**Document extract**
++++++++++

Of all the machines an Emachine. Those were the cheapest and worst built computers ever. They were often obsolete the moment they were sold.
I guess that makes the irony even more delicious.
They were never obsolete because, as it says on the sticker (that no one on the internet can ever seem to be bothered to read), that you can replace it every 2 years for new, more modern system for only 99 bucks.
and quite frankly, thats a fucking steal, considering what PC prices were like back in the late 90s, and with how fast technology was advancing.
The trick was closing down your PC company before the two years are out.

Ah yes, totally legible sticker
For crying out loud, thank you!
Power users didn’t flock to these, but they were awesome for a certain demographic. Low skill early tech adopters. Grandma, grampa, mom and dad. Dudes out in rural areas, like my friend’s dad, who only needed to use the PC for 30 minutes a day to keep his farm operation running and couldn’t give 2 shits.
Yep.
Several family members had these exact 433mhz emachines with the stickers. They were not power users, they were not gamers… They were people who typed with one finger chicken pecking to check email
I used to be a retail PC service tech back when these things were new. I remember scoffing at the “never obsolete” tag. They were obsolete while still new in the box.

++++++++++

**Record set**

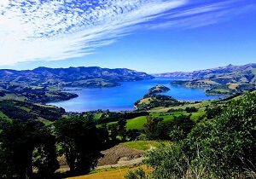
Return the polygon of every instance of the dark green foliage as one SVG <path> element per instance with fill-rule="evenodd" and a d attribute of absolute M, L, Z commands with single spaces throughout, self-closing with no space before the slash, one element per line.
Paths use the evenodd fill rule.
<path fill-rule="evenodd" d="M 186 111 L 187 113 L 195 113 L 195 112 L 197 112 L 198 109 L 197 109 L 196 107 L 187 107 L 185 108 L 185 111 Z"/>
<path fill-rule="evenodd" d="M 174 119 L 170 122 L 169 137 L 171 141 L 181 141 L 187 136 L 195 125 L 190 117 L 191 115 L 175 116 Z"/>
<path fill-rule="evenodd" d="M 140 131 L 138 130 L 128 130 L 126 132 L 126 136 L 128 138 L 128 141 L 135 141 L 139 136 L 140 136 Z"/>
<path fill-rule="evenodd" d="M 90 113 L 93 112 L 86 112 L 84 113 L 87 115 Z M 140 116 L 147 116 L 149 114 L 148 112 L 105 112 L 105 111 L 96 111 L 95 113 L 102 113 L 101 118 L 96 120 L 97 124 L 109 123 L 109 122 L 116 122 L 119 118 L 124 119 L 131 119 Z"/>
<path fill-rule="evenodd" d="M 126 138 L 126 128 L 127 121 L 124 118 L 120 118 L 118 121 L 118 135 L 121 136 L 121 141 L 125 141 Z"/>
<path fill-rule="evenodd" d="M 100 151 L 105 141 L 99 136 L 94 122 L 75 117 L 59 120 L 55 126 L 57 141 L 67 158 L 70 171 L 87 173 L 93 169 L 101 157 Z"/>
<path fill-rule="evenodd" d="M 43 125 L 35 121 L 2 124 L 1 178 L 31 178 L 32 167 L 38 168 L 41 176 L 53 175 L 58 168 L 55 139 Z"/>
<path fill-rule="evenodd" d="M 129 171 L 125 176 L 125 179 L 148 179 L 146 173 L 142 168 L 138 168 L 134 171 Z"/>
<path fill-rule="evenodd" d="M 183 178 L 189 161 L 179 145 L 162 144 L 146 153 L 144 163 L 153 167 L 154 179 Z M 175 177 L 176 176 L 176 177 Z"/>
<path fill-rule="evenodd" d="M 108 130 L 109 130 L 110 134 L 109 136 L 112 141 L 117 141 L 117 136 L 119 135 L 119 130 L 118 130 L 118 124 L 111 124 L 108 126 Z"/>
<path fill-rule="evenodd" d="M 190 148 L 201 148 L 201 162 L 217 175 L 256 164 L 255 109 L 256 94 L 247 94 L 232 101 L 212 124 L 198 124 L 189 134 Z"/>
<path fill-rule="evenodd" d="M 154 179 L 253 178 L 256 94 L 231 101 L 220 116 L 198 123 L 182 141 L 149 151 Z"/>
<path fill-rule="evenodd" d="M 144 132 L 147 138 L 149 140 L 156 140 L 160 136 L 160 124 L 163 121 L 163 118 L 152 118 L 147 116 L 147 122 L 144 124 Z"/>
<path fill-rule="evenodd" d="M 216 116 L 218 116 L 222 113 L 223 108 L 219 106 L 215 107 L 207 107 L 206 108 L 207 117 L 209 119 L 214 118 Z"/>

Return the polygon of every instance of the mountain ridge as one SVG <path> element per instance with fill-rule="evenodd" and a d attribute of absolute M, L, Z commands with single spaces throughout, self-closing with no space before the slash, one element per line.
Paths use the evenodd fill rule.
<path fill-rule="evenodd" d="M 208 68 L 204 70 L 196 70 L 193 72 L 173 72 L 153 74 L 156 78 L 203 78 L 208 73 L 227 73 L 238 70 L 245 70 L 248 67 L 256 68 L 256 63 L 248 63 L 241 66 L 228 65 L 218 66 L 215 68 Z"/>

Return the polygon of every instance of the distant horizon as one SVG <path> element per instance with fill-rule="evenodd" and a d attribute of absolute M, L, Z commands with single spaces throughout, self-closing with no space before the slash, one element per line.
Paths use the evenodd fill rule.
<path fill-rule="evenodd" d="M 160 73 L 256 61 L 255 0 L 21 2 L 0 1 L 0 68 Z"/>
<path fill-rule="evenodd" d="M 37 68 L 40 68 L 40 67 L 45 67 L 45 68 L 50 68 L 50 69 L 58 69 L 58 68 L 63 68 L 63 69 L 67 69 L 67 68 L 71 68 L 71 67 L 100 67 L 100 68 L 108 68 L 108 69 L 129 69 L 129 70 L 135 70 L 137 72 L 146 72 L 148 74 L 150 74 L 150 75 L 154 75 L 154 74 L 159 74 L 159 73 L 172 73 L 172 72 L 195 72 L 195 71 L 201 71 L 201 70 L 209 70 L 209 69 L 214 69 L 214 68 L 218 68 L 218 67 L 225 67 L 225 66 L 228 66 L 230 65 L 231 66 L 247 66 L 247 65 L 250 65 L 250 64 L 256 64 L 256 63 L 253 63 L 253 62 L 251 62 L 251 63 L 246 63 L 246 64 L 227 64 L 227 65 L 224 65 L 224 66 L 212 66 L 212 67 L 209 67 L 209 68 L 203 68 L 203 69 L 197 69 L 197 70 L 193 70 L 193 71 L 170 71 L 170 72 L 143 72 L 143 71 L 139 71 L 139 70 L 137 70 L 137 69 L 131 69 L 131 68 L 127 68 L 127 67 L 113 67 L 113 68 L 111 68 L 111 67 L 105 67 L 105 66 L 65 66 L 65 67 L 50 67 L 50 66 L 38 66 L 38 67 L 35 67 L 35 68 L 31 68 L 31 69 L 21 69 L 21 70 L 17 70 L 17 69 L 13 69 L 13 68 L 0 68 L 0 70 L 15 70 L 15 71 L 26 71 L 26 70 L 35 70 Z"/>

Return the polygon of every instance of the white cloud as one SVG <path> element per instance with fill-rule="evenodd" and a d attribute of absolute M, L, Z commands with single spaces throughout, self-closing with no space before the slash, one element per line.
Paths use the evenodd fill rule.
<path fill-rule="evenodd" d="M 189 0 L 0 0 L 0 65 L 80 57 L 162 15 L 166 20 L 151 26 L 193 27 L 196 20 L 180 18 L 226 7 L 187 4 Z"/>

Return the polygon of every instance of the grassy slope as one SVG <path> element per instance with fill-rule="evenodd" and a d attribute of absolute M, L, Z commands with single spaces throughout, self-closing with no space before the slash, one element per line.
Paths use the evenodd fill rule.
<path fill-rule="evenodd" d="M 155 141 L 136 141 L 124 142 L 120 145 L 128 147 L 129 148 L 146 151 L 152 147 L 158 147 L 160 143 Z"/>

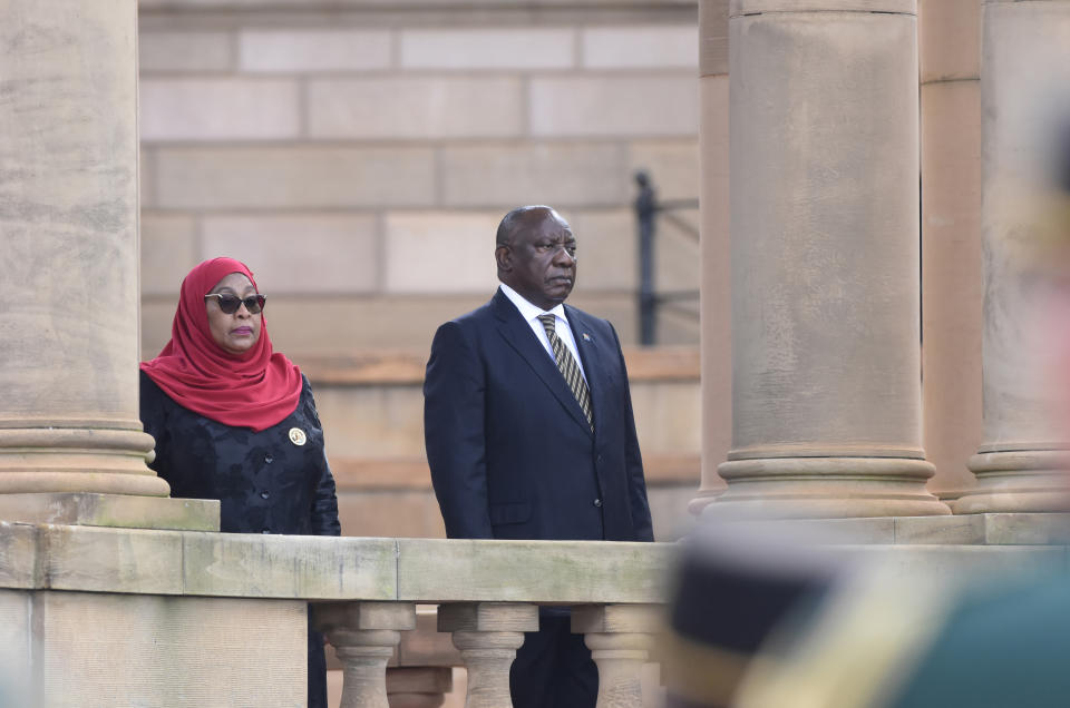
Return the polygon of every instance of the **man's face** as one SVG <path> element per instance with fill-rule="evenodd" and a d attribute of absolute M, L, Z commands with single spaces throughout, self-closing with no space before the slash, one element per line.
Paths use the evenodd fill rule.
<path fill-rule="evenodd" d="M 555 214 L 519 229 L 497 256 L 502 282 L 543 309 L 565 302 L 576 284 L 576 237 Z"/>

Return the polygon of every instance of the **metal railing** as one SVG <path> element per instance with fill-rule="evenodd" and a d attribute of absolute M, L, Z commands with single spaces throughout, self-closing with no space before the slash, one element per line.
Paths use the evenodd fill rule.
<path fill-rule="evenodd" d="M 639 229 L 639 342 L 643 346 L 658 344 L 658 316 L 662 307 L 671 307 L 688 316 L 698 315 L 681 303 L 698 301 L 698 289 L 658 291 L 654 265 L 656 257 L 659 222 L 669 224 L 680 233 L 699 243 L 699 229 L 679 216 L 684 209 L 697 209 L 698 199 L 658 199 L 650 174 L 635 173 L 639 195 L 635 197 L 635 223 Z"/>

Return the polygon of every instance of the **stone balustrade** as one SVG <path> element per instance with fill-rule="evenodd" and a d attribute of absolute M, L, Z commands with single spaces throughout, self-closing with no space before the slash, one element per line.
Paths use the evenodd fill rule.
<path fill-rule="evenodd" d="M 795 523 L 840 531 L 838 557 L 925 579 L 1070 559 L 1054 514 Z M 344 669 L 343 708 L 440 705 L 457 663 L 466 705 L 500 708 L 523 632 L 556 604 L 574 608 L 593 651 L 599 706 L 639 707 L 678 548 L 0 522 L 0 690 L 8 676 L 37 677 L 40 700 L 25 705 L 105 705 L 116 690 L 132 705 L 160 691 L 175 706 L 303 705 L 311 602 Z M 457 653 L 442 650 L 445 632 Z"/>

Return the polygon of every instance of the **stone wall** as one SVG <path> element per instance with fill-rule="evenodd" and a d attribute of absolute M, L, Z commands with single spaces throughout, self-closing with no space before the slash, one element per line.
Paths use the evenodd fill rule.
<path fill-rule="evenodd" d="M 143 356 L 223 254 L 288 353 L 426 352 L 489 296 L 497 220 L 527 203 L 575 227 L 575 304 L 635 341 L 633 173 L 698 197 L 694 3 L 419 7 L 140 2 Z M 698 289 L 693 235 L 664 224 L 658 256 L 662 289 Z M 682 311 L 663 343 L 698 342 Z"/>
<path fill-rule="evenodd" d="M 312 375 L 343 531 L 441 535 L 420 394 L 435 328 L 493 292 L 500 216 L 548 203 L 580 240 L 571 302 L 635 342 L 633 175 L 699 196 L 698 53 L 694 2 L 142 0 L 143 357 L 188 268 L 249 263 L 272 340 Z M 677 216 L 658 287 L 697 292 L 698 210 Z M 698 305 L 665 308 L 660 343 L 693 347 Z M 644 361 L 669 538 L 700 476 L 698 356 Z"/>

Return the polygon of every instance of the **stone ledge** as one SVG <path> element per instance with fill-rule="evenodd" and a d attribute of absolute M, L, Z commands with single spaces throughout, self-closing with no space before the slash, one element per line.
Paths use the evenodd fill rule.
<path fill-rule="evenodd" d="M 829 544 L 887 545 L 1068 545 L 1070 514 L 995 513 L 957 517 L 808 519 L 760 523 L 789 533 L 813 534 Z"/>
<path fill-rule="evenodd" d="M 675 548 L 592 541 L 398 540 L 398 599 L 662 602 Z"/>
<path fill-rule="evenodd" d="M 821 538 L 821 552 L 884 560 L 926 581 L 964 572 L 1066 568 L 1066 545 L 1038 543 L 1059 539 L 1064 517 L 990 517 L 844 520 L 809 528 L 840 531 L 838 540 Z M 889 528 L 897 542 L 886 542 Z M 907 530 L 918 542 L 906 542 Z M 973 543 L 938 543 L 941 533 Z M 0 588 L 322 601 L 659 603 L 677 552 L 668 543 L 284 537 L 0 522 Z"/>
<path fill-rule="evenodd" d="M 0 494 L 0 519 L 78 527 L 218 531 L 220 502 L 82 492 Z"/>

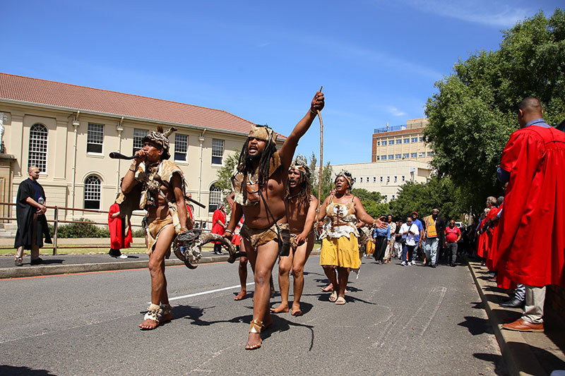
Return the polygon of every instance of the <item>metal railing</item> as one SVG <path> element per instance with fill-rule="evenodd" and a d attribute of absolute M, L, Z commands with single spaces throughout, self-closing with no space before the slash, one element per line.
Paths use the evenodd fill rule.
<path fill-rule="evenodd" d="M 12 202 L 0 202 L 0 205 L 6 205 L 6 206 L 16 206 L 16 204 Z M 71 246 L 58 246 L 57 245 L 57 238 L 58 238 L 58 233 L 59 233 L 59 224 L 79 224 L 79 223 L 84 223 L 84 224 L 89 224 L 97 226 L 108 226 L 107 222 L 95 222 L 92 221 L 76 221 L 76 220 L 65 220 L 65 219 L 59 219 L 59 214 L 61 210 L 66 210 L 66 211 L 72 211 L 72 212 L 88 212 L 88 213 L 95 213 L 95 214 L 108 214 L 109 212 L 107 210 L 96 210 L 93 209 L 81 209 L 77 207 L 66 207 L 64 206 L 49 206 L 45 205 L 45 207 L 47 209 L 53 209 L 53 219 L 47 219 L 47 222 L 53 224 L 53 255 L 57 254 L 57 248 L 65 249 L 65 248 L 107 248 L 107 245 L 71 245 Z M 47 213 L 46 213 L 47 214 Z M 145 214 L 142 213 L 133 213 L 133 216 L 135 217 L 145 217 Z M 46 216 L 47 217 L 47 216 Z M 16 221 L 16 218 L 12 217 L 0 217 L 0 220 L 3 221 Z M 207 221 L 204 219 L 195 219 L 194 220 L 194 228 L 195 229 L 203 229 L 205 230 L 210 231 L 211 229 L 212 222 L 210 221 Z M 210 224 L 208 225 L 208 224 Z M 131 227 L 142 227 L 141 224 L 131 224 Z M 104 238 L 100 238 L 101 239 Z M 134 245 L 131 248 L 145 248 L 145 245 Z M 0 247 L 0 249 L 11 249 L 13 248 L 13 247 Z"/>

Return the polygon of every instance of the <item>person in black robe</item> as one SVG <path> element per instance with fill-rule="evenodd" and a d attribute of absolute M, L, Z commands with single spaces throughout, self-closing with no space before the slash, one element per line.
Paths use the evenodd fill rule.
<path fill-rule="evenodd" d="M 16 206 L 16 217 L 18 221 L 18 231 L 16 233 L 14 248 L 16 266 L 21 266 L 24 249 L 31 250 L 31 265 L 41 264 L 40 248 L 45 243 L 51 243 L 49 226 L 45 218 L 45 191 L 37 183 L 40 169 L 32 166 L 28 169 L 30 178 L 20 183 Z"/>

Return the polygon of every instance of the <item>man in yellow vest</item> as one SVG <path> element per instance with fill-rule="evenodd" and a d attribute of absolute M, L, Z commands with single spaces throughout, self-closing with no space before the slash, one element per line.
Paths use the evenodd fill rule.
<path fill-rule="evenodd" d="M 432 210 L 432 215 L 424 218 L 424 250 L 426 252 L 426 265 L 432 267 L 436 267 L 437 247 L 439 244 L 439 235 L 436 229 L 436 221 L 439 214 L 439 210 L 434 208 Z"/>

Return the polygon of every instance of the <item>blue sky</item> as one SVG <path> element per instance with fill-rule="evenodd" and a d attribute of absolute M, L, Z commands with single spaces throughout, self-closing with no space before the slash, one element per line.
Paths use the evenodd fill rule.
<path fill-rule="evenodd" d="M 458 59 L 557 1 L 6 1 L 0 71 L 220 109 L 288 135 L 323 85 L 324 162 L 422 117 Z M 319 154 L 317 120 L 297 152 Z"/>

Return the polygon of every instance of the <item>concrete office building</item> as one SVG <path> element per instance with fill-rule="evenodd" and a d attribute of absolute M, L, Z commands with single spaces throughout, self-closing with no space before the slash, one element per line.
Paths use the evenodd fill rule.
<path fill-rule="evenodd" d="M 183 170 L 193 198 L 206 206 L 195 207 L 199 219 L 210 218 L 222 201 L 217 171 L 241 150 L 252 125 L 222 110 L 6 73 L 0 73 L 0 116 L 2 202 L 15 201 L 28 166 L 35 165 L 48 205 L 107 210 L 131 164 L 108 154 L 132 155 L 148 132 L 174 126 L 170 160 Z M 279 147 L 283 141 L 279 137 Z M 2 217 L 15 217 L 6 205 L 0 210 Z M 72 210 L 59 214 L 59 219 L 81 217 L 107 218 Z"/>

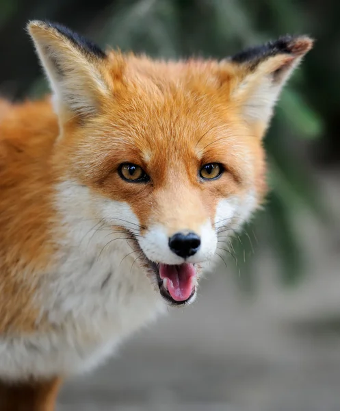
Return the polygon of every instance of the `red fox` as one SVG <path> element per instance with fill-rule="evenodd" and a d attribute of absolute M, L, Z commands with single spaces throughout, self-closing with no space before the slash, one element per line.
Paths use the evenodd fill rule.
<path fill-rule="evenodd" d="M 313 45 L 166 62 L 28 31 L 52 97 L 0 102 L 1 411 L 51 411 L 62 379 L 194 301 L 263 202 L 262 138 Z"/>

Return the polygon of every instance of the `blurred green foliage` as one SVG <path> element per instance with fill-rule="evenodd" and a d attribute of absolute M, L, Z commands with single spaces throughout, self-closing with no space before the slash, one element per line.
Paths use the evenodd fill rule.
<path fill-rule="evenodd" d="M 48 18 L 81 30 L 102 46 L 109 45 L 122 51 L 146 52 L 166 58 L 192 55 L 222 58 L 243 47 L 287 32 L 319 35 L 320 42 L 324 44 L 325 34 L 335 31 L 335 26 L 337 27 L 334 16 L 330 17 L 332 23 L 329 25 L 325 17 L 322 35 L 317 22 L 319 23 L 318 15 L 325 13 L 324 3 L 317 0 L 97 0 L 89 7 L 78 0 L 32 0 L 30 6 L 24 0 L 1 0 L 0 29 L 11 18 L 14 28 L 19 22 L 23 26 L 28 18 Z M 330 4 L 340 10 L 335 1 Z M 332 14 L 331 9 L 328 14 Z M 13 32 L 12 25 L 6 27 L 5 35 L 6 29 Z M 17 27 L 17 29 L 22 29 Z M 28 41 L 21 41 L 28 48 Z M 318 53 L 317 48 L 306 60 L 314 53 Z M 33 61 L 31 56 L 27 58 Z M 311 144 L 309 140 L 326 133 L 328 119 L 325 105 L 332 106 L 331 101 L 320 103 L 317 96 L 322 95 L 322 92 L 313 91 L 313 88 L 320 87 L 322 82 L 324 87 L 331 88 L 331 86 L 330 80 L 324 78 L 324 74 L 315 84 L 315 73 L 320 72 L 321 68 L 316 58 L 311 59 L 309 64 L 301 66 L 285 89 L 265 139 L 269 182 L 272 188 L 265 212 L 261 213 L 246 229 L 241 242 L 237 241 L 235 245 L 241 262 L 241 282 L 248 288 L 255 279 L 252 278 L 248 265 L 242 262 L 253 248 L 261 247 L 261 230 L 267 232 L 267 242 L 272 239 L 283 283 L 293 284 L 304 269 L 303 247 L 296 236 L 293 214 L 303 209 L 313 212 L 315 218 L 325 215 L 311 177 L 310 162 L 306 161 L 303 151 Z M 27 90 L 32 95 L 46 90 L 46 84 L 42 83 L 38 73 L 36 67 L 28 73 L 26 82 L 15 89 L 18 96 Z M 339 84 L 338 82 L 336 87 Z M 333 113 L 334 104 L 332 108 Z M 257 236 L 259 244 L 252 240 Z M 251 262 L 251 258 L 248 261 Z"/>

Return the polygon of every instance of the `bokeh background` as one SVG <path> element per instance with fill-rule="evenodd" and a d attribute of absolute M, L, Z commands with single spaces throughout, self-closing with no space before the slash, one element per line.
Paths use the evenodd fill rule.
<path fill-rule="evenodd" d="M 29 19 L 166 58 L 316 39 L 278 104 L 265 140 L 272 189 L 235 255 L 193 306 L 69 381 L 58 410 L 340 410 L 339 14 L 336 0 L 0 0 L 0 94 L 13 100 L 47 92 Z"/>

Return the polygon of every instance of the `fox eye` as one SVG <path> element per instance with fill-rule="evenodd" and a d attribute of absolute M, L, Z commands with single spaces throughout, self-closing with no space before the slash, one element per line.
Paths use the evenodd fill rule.
<path fill-rule="evenodd" d="M 223 168 L 218 163 L 208 163 L 200 170 L 200 177 L 204 179 L 215 179 L 222 173 Z"/>
<path fill-rule="evenodd" d="M 150 181 L 150 177 L 143 169 L 132 163 L 120 164 L 118 174 L 122 179 L 131 183 L 146 183 Z"/>

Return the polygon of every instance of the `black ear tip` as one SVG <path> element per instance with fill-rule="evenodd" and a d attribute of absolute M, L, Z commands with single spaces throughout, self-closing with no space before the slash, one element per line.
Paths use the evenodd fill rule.
<path fill-rule="evenodd" d="M 306 54 L 313 47 L 314 40 L 307 36 L 298 36 L 290 38 L 287 48 L 291 54 L 296 56 Z"/>
<path fill-rule="evenodd" d="M 31 33 L 37 29 L 56 32 L 58 34 L 67 38 L 74 46 L 81 49 L 83 52 L 95 55 L 100 59 L 106 58 L 105 53 L 94 42 L 59 23 L 48 20 L 44 21 L 34 20 L 28 23 L 27 28 Z"/>
<path fill-rule="evenodd" d="M 275 41 L 250 47 L 231 58 L 236 63 L 259 62 L 277 54 L 292 54 L 302 56 L 313 47 L 313 40 L 307 36 L 284 36 Z"/>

++++++++++

**What to do**
Set down word for word the part of the eMachines discussion starting with "and quite frankly, thats" and going on through "loud, thank you!".

**Answer**
and quite frankly, thats a fucking steal, considering what PC prices were like back in the late 90s, and with how fast technology was advancing.
The trick was closing down your PC company before the two years are out.

Ah yes, totally legible sticker
For crying out loud, thank you!